Records to process
_ _ _ _

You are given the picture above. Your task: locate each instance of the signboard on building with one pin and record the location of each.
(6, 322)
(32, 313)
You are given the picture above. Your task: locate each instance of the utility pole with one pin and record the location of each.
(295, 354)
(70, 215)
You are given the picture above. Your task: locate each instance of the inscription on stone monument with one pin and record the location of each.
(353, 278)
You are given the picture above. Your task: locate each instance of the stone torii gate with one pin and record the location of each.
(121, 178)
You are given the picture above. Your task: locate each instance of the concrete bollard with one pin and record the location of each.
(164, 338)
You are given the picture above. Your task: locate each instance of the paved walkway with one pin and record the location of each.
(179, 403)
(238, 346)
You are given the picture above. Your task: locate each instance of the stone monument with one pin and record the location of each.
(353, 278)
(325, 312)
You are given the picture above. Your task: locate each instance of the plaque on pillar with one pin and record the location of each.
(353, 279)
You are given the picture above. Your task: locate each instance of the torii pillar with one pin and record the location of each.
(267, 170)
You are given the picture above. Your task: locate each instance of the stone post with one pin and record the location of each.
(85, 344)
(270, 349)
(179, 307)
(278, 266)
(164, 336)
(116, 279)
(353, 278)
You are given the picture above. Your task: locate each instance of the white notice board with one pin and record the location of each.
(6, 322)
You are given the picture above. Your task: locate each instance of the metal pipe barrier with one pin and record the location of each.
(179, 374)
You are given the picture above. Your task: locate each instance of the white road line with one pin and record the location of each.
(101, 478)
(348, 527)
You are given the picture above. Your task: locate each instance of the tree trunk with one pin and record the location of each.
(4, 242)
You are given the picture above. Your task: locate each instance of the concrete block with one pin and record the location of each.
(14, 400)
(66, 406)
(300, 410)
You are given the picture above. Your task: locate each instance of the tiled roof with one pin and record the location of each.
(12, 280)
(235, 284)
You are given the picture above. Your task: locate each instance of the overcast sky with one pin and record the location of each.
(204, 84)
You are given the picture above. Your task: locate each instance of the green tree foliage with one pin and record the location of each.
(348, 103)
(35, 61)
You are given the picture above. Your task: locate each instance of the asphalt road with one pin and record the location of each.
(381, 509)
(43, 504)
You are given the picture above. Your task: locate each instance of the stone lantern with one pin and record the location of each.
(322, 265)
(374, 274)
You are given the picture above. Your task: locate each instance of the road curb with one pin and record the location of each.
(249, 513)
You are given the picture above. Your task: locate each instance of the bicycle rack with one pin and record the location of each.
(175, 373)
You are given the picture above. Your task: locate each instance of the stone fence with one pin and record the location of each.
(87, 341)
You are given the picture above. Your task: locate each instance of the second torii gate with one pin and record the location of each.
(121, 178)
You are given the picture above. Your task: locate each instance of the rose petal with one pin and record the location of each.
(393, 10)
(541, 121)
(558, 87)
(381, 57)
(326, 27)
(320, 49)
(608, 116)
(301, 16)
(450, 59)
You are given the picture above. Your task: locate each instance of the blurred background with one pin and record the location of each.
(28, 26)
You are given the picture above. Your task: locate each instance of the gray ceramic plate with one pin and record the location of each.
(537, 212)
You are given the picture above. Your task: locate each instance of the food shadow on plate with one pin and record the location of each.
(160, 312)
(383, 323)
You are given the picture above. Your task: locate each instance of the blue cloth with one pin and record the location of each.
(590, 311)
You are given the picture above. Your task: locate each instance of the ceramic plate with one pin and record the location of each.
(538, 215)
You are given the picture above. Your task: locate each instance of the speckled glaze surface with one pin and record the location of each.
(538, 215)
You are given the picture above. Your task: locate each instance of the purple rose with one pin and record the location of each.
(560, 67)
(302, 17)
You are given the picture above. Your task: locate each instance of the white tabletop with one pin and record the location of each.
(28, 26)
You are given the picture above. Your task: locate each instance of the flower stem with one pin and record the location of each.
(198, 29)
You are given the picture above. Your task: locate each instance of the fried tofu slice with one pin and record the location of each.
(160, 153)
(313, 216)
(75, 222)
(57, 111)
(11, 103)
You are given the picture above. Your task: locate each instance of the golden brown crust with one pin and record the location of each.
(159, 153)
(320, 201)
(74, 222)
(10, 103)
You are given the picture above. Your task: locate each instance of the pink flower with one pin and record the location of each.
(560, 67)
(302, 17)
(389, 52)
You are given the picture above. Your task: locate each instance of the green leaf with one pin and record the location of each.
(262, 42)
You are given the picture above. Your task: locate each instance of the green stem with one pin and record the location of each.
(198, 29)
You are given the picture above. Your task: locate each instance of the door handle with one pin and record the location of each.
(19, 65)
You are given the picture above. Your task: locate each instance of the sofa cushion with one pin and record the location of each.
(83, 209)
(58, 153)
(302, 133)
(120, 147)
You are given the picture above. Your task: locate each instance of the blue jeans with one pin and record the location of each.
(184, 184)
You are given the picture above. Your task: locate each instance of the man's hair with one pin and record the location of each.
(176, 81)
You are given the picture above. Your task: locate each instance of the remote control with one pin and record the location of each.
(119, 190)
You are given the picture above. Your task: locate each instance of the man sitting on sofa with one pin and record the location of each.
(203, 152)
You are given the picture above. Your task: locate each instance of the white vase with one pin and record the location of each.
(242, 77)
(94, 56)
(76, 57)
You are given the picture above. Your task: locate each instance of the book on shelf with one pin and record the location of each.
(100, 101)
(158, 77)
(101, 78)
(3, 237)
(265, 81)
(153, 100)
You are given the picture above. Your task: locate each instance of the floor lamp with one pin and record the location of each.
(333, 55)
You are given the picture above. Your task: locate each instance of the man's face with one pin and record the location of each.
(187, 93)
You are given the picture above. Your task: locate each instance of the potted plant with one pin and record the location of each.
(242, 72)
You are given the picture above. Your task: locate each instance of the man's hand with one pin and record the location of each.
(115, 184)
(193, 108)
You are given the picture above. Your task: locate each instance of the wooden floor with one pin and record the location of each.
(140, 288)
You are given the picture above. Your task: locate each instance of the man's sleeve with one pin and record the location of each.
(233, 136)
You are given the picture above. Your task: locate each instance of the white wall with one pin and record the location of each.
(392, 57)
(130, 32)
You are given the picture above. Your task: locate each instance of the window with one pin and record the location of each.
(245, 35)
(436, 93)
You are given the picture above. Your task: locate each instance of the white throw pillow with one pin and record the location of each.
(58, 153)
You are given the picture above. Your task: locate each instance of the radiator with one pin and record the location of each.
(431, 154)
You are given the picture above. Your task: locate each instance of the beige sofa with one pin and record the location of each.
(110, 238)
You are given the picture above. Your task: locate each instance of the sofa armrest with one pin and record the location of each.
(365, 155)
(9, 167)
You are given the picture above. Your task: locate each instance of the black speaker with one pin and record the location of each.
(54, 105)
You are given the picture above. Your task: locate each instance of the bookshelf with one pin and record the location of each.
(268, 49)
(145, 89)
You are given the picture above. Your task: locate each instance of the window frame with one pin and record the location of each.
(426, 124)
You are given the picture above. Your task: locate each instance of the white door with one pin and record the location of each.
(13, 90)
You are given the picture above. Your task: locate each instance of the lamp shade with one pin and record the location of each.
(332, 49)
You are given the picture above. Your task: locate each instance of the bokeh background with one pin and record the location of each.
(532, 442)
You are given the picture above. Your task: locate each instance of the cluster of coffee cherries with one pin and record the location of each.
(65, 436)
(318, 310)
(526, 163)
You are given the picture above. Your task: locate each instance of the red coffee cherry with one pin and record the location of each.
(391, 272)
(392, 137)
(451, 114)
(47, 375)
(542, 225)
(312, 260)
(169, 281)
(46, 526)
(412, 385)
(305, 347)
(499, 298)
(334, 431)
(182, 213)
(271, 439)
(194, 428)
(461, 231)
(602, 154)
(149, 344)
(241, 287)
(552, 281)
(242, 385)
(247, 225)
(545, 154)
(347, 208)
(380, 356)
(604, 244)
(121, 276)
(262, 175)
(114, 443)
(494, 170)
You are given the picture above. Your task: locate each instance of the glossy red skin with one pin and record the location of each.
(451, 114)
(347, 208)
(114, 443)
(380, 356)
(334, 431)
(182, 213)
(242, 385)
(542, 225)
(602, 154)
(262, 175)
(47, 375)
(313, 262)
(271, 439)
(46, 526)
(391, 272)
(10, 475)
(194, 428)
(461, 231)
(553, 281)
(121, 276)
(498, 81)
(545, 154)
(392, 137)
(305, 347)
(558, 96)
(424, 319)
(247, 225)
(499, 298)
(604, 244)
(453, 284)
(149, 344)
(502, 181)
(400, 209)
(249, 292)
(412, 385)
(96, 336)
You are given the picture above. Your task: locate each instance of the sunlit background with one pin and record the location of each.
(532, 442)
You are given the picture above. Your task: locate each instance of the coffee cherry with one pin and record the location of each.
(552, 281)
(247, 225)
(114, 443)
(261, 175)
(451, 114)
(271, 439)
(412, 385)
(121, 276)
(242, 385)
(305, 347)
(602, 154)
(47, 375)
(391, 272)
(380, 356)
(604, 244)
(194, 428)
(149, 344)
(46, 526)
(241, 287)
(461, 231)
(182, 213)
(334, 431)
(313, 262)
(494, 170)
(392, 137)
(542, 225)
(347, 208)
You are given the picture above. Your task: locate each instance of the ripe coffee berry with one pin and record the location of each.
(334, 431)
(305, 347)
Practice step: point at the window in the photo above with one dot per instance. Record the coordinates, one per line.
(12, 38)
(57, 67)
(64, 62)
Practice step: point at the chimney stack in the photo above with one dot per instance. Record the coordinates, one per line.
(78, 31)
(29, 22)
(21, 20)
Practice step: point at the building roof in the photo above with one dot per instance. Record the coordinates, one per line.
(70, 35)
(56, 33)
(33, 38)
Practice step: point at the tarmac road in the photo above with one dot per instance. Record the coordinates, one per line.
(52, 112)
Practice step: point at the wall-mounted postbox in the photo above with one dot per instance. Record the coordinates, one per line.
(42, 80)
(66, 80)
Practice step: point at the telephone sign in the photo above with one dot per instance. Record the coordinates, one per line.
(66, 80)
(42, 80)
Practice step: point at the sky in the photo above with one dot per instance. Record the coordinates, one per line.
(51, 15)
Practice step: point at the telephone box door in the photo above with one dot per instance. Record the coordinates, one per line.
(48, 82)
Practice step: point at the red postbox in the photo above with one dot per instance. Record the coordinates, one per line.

_ _ _ _

What this task involves
Quote the lines of the listing above that run from the line with "Practice step: point at the wall-mounted" through its last line, both included, and nothing else.

Solution for this task
Practice step: point at the wall-mounted postbox in the photo above with one dot per instance. Record the coordinates, one per line.
(42, 80)
(66, 80)
Practice step: point at the telephone sign in the photo above with one dot per instance. Record the coordinates, one per line.
(66, 80)
(42, 80)
Practice step: point at the sky in the photo above with one dot per instance. Record the coordinates, one per line.
(51, 15)
Practice step: point at the telephone box door in the photo above with one dot per instance. Record the coordinates, one per line.
(48, 82)
Practice step: point at the red postbox in the photo above with one dot per instance. Record the coordinates, one per line.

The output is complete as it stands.